(SOURCE MATERIAL Opens)
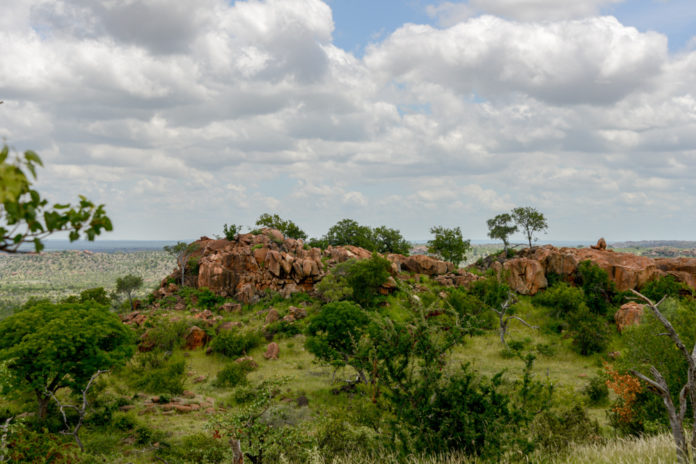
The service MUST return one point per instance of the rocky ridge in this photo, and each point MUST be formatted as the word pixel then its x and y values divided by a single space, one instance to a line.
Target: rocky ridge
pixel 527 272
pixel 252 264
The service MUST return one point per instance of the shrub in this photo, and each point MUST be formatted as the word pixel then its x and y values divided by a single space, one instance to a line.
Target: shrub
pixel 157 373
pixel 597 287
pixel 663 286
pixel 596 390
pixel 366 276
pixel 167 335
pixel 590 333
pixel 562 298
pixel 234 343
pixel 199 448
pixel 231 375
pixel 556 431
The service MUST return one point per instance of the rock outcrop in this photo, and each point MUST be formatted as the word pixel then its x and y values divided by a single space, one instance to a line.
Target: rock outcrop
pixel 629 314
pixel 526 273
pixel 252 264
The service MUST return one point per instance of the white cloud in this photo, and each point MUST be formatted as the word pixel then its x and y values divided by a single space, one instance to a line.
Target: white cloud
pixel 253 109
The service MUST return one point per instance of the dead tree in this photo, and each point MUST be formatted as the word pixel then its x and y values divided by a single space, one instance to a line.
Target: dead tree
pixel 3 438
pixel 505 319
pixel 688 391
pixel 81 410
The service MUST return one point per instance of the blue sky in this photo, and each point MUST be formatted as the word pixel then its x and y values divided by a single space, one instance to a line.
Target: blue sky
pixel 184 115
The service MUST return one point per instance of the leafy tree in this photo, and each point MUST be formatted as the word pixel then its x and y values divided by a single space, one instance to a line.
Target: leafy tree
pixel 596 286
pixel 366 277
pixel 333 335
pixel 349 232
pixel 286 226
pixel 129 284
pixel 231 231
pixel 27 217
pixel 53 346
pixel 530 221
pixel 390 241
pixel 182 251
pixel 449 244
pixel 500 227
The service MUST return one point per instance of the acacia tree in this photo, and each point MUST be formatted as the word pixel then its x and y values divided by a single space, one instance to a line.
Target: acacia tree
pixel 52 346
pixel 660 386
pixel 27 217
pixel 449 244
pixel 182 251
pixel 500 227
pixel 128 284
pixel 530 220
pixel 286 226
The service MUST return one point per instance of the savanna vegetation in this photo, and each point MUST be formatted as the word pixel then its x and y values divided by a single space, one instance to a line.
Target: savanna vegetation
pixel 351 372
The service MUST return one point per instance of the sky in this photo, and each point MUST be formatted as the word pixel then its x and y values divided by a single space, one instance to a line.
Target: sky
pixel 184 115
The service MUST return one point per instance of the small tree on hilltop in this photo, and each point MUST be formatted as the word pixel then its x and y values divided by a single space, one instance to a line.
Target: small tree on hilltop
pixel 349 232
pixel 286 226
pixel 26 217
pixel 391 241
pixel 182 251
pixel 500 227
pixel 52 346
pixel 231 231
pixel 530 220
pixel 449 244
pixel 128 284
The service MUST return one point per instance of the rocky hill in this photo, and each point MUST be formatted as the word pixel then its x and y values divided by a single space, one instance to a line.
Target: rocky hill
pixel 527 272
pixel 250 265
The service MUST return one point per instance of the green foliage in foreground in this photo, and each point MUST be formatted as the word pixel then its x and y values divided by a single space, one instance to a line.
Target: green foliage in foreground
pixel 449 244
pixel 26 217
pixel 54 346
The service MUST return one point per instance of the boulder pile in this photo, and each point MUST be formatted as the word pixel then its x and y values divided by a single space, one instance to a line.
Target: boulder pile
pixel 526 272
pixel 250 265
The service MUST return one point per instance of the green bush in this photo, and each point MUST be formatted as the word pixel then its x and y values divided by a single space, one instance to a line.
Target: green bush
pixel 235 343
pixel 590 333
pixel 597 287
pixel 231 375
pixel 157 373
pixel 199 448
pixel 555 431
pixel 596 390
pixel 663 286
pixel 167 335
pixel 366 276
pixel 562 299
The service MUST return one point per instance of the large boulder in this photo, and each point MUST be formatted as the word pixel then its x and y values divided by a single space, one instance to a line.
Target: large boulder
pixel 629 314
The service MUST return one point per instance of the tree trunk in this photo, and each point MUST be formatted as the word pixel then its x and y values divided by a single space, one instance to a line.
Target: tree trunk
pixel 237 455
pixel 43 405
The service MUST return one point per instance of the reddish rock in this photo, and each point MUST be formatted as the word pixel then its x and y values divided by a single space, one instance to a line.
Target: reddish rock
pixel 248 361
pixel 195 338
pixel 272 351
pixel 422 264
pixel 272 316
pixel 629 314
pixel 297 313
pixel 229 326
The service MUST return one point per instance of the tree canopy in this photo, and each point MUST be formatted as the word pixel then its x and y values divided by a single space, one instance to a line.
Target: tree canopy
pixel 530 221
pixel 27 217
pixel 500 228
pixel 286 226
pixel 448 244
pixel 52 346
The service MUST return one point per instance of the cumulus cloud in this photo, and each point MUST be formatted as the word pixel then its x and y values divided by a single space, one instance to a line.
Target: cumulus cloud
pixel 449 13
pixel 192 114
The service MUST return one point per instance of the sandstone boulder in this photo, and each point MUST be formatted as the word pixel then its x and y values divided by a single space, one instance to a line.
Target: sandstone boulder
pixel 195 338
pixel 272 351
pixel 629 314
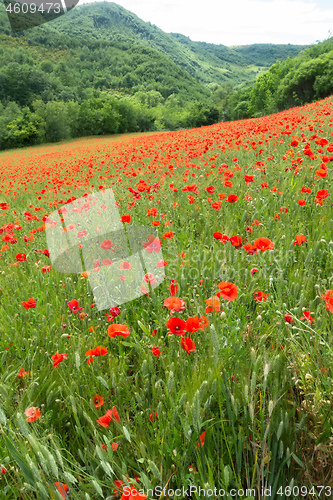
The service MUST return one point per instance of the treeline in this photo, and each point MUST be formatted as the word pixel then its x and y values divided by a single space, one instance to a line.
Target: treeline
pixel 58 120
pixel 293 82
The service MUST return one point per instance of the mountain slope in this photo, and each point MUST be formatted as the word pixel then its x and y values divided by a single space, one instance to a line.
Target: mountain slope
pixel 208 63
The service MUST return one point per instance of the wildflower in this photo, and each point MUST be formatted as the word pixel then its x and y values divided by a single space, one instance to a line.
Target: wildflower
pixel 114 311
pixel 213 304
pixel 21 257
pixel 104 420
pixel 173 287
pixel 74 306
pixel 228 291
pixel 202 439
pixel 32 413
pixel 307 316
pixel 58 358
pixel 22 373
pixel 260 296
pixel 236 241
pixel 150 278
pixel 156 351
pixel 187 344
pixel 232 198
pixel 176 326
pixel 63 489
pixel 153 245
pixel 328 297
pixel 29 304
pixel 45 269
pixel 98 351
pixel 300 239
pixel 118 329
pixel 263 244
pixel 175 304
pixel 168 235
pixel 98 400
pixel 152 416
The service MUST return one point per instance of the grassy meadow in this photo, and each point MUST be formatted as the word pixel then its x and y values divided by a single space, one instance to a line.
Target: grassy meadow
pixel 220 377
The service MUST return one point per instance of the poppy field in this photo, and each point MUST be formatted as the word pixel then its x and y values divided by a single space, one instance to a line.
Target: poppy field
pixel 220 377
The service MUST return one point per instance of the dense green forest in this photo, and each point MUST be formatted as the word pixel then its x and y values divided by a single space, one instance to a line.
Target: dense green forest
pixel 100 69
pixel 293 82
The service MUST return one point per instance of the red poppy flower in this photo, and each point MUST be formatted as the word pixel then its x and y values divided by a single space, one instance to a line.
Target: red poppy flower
(SOURCE MATERIAL Closes)
** BRIEF **
Omit the pictures, and quote the material above exactly as given.

** WORKED SOLUTION **
The service MUST return one point per instance of the rocky ridge in this photo, and each point MUST be formatted as the word pixel then its x and y values divided by a single space, one instance to a line.
Target: rocky ridge
pixel 527 272
pixel 252 264
The service MUST return one point per instance of the shrub in this photo, and each point MUST be formatted as the word pixel then its x and y values divided by a single space, one instance to a line.
Target: shrub
pixel 157 373
pixel 597 287
pixel 663 286
pixel 596 390
pixel 366 276
pixel 167 335
pixel 590 333
pixel 562 298
pixel 234 343
pixel 199 448
pixel 231 375
pixel 556 431
The service MUST return one point per instance of the rock outcrop in this photo, and each point MUST be formatted as the word pixel then its x and y values divided by a single space, one instance to a line.
Target: rock outcrop
pixel 629 314
pixel 526 273
pixel 252 264
The service MUST return one point per instance of the white cloud in this photo, and each point MUST be formatted as the word pixel then its x and y values divided by a single space, one instance to a line.
Target: white cloud
pixel 253 109
The service MUST return one point per instance of the dead tree in this photo, and each point MUST be formatted as the word pixel then its x and y values divided by a single space, one instance to a line.
Target: dead tree
pixel 3 438
pixel 505 319
pixel 688 391
pixel 81 410
The service MUST return one point per instance of the blue sky in this photo, and each point MUST be formatted as the word pixel then its x and y values divided by a single space, one instance to a line.
Target: blue sky
pixel 184 115
The service MUST return one point per instance of the leafy tree in this photo, and each point MUST be formatted as the word pixel then its x and y values divided by a single space, one instance to a line.
Target: leafy tree
pixel 596 286
pixel 366 277
pixel 333 335
pixel 349 232
pixel 286 226
pixel 129 284
pixel 231 231
pixel 27 217
pixel 53 346
pixel 530 221
pixel 390 241
pixel 182 251
pixel 449 244
pixel 500 227
The service MUST return one point per instance of the acacia tree in this photo, and each point MUST be formatted as the word pixel then its x and y values divided by a single space, one instance to a line.
Target: acacia tree
pixel 52 346
pixel 660 386
pixel 27 217
pixel 449 244
pixel 182 251
pixel 500 227
pixel 128 284
pixel 530 220
pixel 286 226
The service MUST return one point per instance of the savanna vegetation in this photo, and each point MUST be formatted as the word pixel then its x and y values divided by a single space, one instance to a line.
Target: savanna vegetation
pixel 351 372
The service MUST return one point per instance of the sky in this photo, and each point MUST be formatted as the word pixel then its x and y values divided by a single space, one instance to a line.
Target: sky
pixel 184 115
The service MUST return one point per instance of the small tree on hilltop in this photo, and each point MUST be formatted as the word pixel then its x and y values divided by a single space, one instance to a line.
Target: small tree on hilltop
pixel 349 232
pixel 286 226
pixel 26 217
pixel 391 241
pixel 182 251
pixel 500 227
pixel 52 346
pixel 231 231
pixel 530 220
pixel 449 244
pixel 128 284
The service MUST return one point per instance of the rocky hill in this photo, and each point MUST be formatted as the word pixel then its x and y values divided by a single space, one instance to a line.
Target: rocky hill
pixel 527 272
pixel 250 265
The service MUST return one point per instance of the green foliage in foreground in this photo, and each point MUST be formatted as the word pixel then its x and y values divided by a single space, one instance to a line.
Target: green foliage in foreground
pixel 449 244
pixel 26 217
pixel 54 346
The service MUST return one point per instance of the boulder pile in this photo, and each point MUST be formatted as the word pixel then its x and y values divided by a single space, one instance to a line.
Target: boulder pile
pixel 526 272
pixel 250 265
The service MUST return one point per instance of the green bush in this photo, and each point MUST be formatted as the word pixel then its x and y values divided by a single space, one instance to a line.
Target: green bush
pixel 235 343
pixel 590 333
pixel 597 287
pixel 231 375
pixel 157 373
pixel 199 448
pixel 555 431
pixel 596 390
pixel 663 286
pixel 167 335
pixel 366 276
pixel 562 299
The service MUST return one point per instance of the large boulder in this photo, and each point MUST be formatted as the word pixel then its x and y values divided by a single space, one instance to a line.
Target: large boulder
pixel 629 314
The service MUST return one point per instance of the tree trunk in this photo, and each point MUST be formatted as the word pixel then its x and y values divided by a single space, one instance to a line.
Target: tree trunk
pixel 237 455
pixel 43 405
The service MUST return one point per instance of the reddish rock in this photo, and each point MUST be formatted as the word pixel then its x and y values divided by a single space, one instance to a line.
Target: reddish rock
pixel 248 361
pixel 195 338
pixel 272 351
pixel 422 264
pixel 272 316
pixel 629 314
pixel 297 313
pixel 229 326
The service MUST return one point per instance of the tree canopy in this photo, and each point MUST be formatted as the word pixel then its x and y values divided by a single space, one instance to a line.
Target: tree canopy
pixel 530 221
pixel 27 217
pixel 500 228
pixel 286 226
pixel 448 244
pixel 52 346
The service MUST return one point per instance of the cumulus cloud in this photo, and each point MUST be formatted as the word pixel then its x and y values divided by a single space, one instance to a line.
Target: cumulus cloud
pixel 449 13
pixel 192 114
The service MUST return one point per instance of the sandstone boulder in this photo, and each point MUST be formatted as the word pixel then its x and y values divided by a single space, one instance to a line.
Target: sandstone boulder
pixel 195 338
pixel 272 351
pixel 629 314
The service MUST return one point per instance of the treeline in this photo, and each point MUST be formatted as the word pixel then its x and y values divided by a single space, one instance to a line.
Target: treeline
pixel 58 120
pixel 293 82
The service MUST return one point per instance of the mountain slope in this photo, and each point MUST be formatted as the word pixel then its x and y values divided by a single space, one instance to a line.
Target: mountain slope
pixel 208 63
The service MUST return one point per instance of the wildflower in this photo, and each point MUST be formatted as the word pixel then its x and y values divided by a single space, one instance to a line.
Target: wildflower
pixel 114 311
pixel 213 304
pixel 21 257
pixel 104 420
pixel 173 287
pixel 74 306
pixel 228 291
pixel 202 439
pixel 32 413
pixel 307 316
pixel 58 358
pixel 22 373
pixel 260 296
pixel 236 241
pixel 150 278
pixel 156 351
pixel 187 344
pixel 232 198
pixel 176 326
pixel 63 489
pixel 153 245
pixel 328 297
pixel 29 304
pixel 45 269
pixel 98 351
pixel 300 239
pixel 118 329
pixel 263 244
pixel 175 304
pixel 168 235
pixel 98 400
pixel 152 416
The service MUST return one point per instance of the grassy meadow in this photo, and each point MUST be formatted as the word pixel then its x and y values divided by a single space, one instance to a line.
Target: grassy meadow
pixel 220 377
The service MUST return one point per instance of the poppy field in this photo, and each point MUST be formatted as the word pixel then its x and y values divided by a single space, one instance to a line.
Target: poppy field
pixel 220 377
The service MUST return one point per instance of the dense green forest in this photo, and each point MUST be formatted as the word pixel then its x and y values divided by a single space, one instance to a line.
Target: dense green forest
pixel 100 69
pixel 293 82
The service MUST return one point per instance of the red poppy flower in this photo, and each point MUST be formatted as the word pixel then its x and y values divided by a single space, one instance to a line.
Target: red poppy flower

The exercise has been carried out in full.